▸ YOUR INSTRUCTIONS: Scan the entries for the word "purple" and return every line that has it.

▸ THE DATA:
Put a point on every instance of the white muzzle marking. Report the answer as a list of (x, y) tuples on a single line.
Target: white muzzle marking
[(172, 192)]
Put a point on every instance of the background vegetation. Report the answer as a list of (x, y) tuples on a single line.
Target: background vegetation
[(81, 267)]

* * *

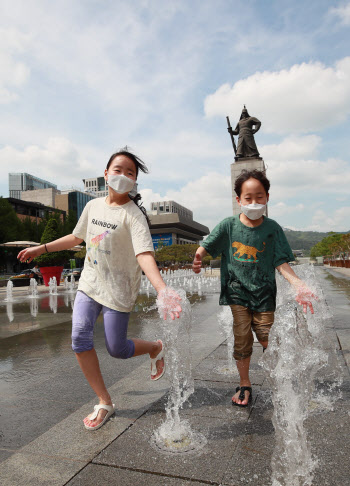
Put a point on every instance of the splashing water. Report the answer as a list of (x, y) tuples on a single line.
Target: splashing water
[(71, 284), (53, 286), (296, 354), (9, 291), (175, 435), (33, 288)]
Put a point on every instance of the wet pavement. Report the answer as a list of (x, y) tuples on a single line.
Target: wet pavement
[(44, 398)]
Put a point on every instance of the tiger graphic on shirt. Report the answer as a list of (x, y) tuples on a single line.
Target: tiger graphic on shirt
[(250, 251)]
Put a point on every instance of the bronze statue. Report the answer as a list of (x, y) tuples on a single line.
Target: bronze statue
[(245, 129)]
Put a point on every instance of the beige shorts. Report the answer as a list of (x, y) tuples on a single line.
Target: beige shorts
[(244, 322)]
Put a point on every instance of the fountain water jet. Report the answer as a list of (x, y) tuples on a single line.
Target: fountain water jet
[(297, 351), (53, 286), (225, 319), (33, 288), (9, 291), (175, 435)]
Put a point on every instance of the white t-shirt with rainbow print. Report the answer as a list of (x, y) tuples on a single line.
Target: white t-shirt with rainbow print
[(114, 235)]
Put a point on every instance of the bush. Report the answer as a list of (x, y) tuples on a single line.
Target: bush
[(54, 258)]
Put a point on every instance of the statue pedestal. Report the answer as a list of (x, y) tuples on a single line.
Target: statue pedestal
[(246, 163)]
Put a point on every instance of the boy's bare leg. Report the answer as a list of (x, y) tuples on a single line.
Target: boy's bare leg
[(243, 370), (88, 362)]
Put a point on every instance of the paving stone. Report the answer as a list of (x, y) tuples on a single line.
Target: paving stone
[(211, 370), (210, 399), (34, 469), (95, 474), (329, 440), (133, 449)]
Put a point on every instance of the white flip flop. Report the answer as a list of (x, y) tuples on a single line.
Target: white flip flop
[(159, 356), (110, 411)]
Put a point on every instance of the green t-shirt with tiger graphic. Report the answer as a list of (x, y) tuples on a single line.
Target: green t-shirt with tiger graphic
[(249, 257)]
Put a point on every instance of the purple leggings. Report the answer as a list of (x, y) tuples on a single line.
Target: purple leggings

▸ YOUR RESPONSE:
Put a point on every instance of the purple leggings. Report the answer as a list of (x, y) tuples on a single line.
Target: purple leggings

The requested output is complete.